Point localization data
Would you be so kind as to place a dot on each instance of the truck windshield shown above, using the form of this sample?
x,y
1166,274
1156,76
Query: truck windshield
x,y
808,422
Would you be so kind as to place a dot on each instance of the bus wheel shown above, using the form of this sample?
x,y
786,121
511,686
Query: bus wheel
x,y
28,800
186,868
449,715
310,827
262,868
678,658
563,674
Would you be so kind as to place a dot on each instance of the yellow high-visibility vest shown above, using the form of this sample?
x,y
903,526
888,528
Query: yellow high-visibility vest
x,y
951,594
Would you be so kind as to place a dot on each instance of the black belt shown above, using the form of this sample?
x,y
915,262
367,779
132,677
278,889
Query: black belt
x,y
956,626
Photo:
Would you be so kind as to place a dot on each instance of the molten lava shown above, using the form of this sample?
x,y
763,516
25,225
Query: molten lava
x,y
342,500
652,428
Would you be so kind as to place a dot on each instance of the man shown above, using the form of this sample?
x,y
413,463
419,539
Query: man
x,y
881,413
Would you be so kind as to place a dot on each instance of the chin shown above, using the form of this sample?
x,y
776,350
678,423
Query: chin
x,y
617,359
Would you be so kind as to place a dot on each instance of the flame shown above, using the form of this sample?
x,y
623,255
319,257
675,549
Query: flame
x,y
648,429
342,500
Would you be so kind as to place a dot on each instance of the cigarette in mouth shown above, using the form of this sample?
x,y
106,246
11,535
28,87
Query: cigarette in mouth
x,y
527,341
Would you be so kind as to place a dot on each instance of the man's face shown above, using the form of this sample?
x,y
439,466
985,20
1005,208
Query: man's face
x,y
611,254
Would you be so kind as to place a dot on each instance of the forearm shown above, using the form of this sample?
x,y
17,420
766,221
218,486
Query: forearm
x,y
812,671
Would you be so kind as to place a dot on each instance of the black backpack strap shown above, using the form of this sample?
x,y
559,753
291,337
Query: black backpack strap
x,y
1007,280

GOAL OF THE EXERCISE:
Take the line with "of the cigarette" and every line after it in the data, and please reproduce them exactly, leaving out all other lines.

SOLUTION FOR THIS EXERCISE:
Would you be so kind as to place a dot on each instance of the cigarette in mouth shown above, using the form of this sample?
x,y
106,246
11,535
28,87
Query: cigarette in mouth
x,y
527,341
Would you be so kind as to place a dot on each instance of the man's face shown above, using the form of this sample?
x,y
439,466
985,20
1005,208
Query: man's face
x,y
611,254
Would you be so kind as to place a dot on each instance of the forearm shown above, using the form of this sample?
x,y
17,420
766,221
218,486
Query: forearm
x,y
812,671
Would you be so kind as to place a dot on each instance of the black backpack strap shown above, using the form of this sample?
x,y
559,753
291,337
Query: black backpack strap
x,y
1007,280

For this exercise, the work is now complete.